**Work to complete**: How many of the lines below contain the word "eyebrow"? Count with case mattering, and give only the number.

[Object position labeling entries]
——

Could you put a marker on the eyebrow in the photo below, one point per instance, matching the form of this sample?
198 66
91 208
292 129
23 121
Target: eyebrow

——

**Written answer**: 2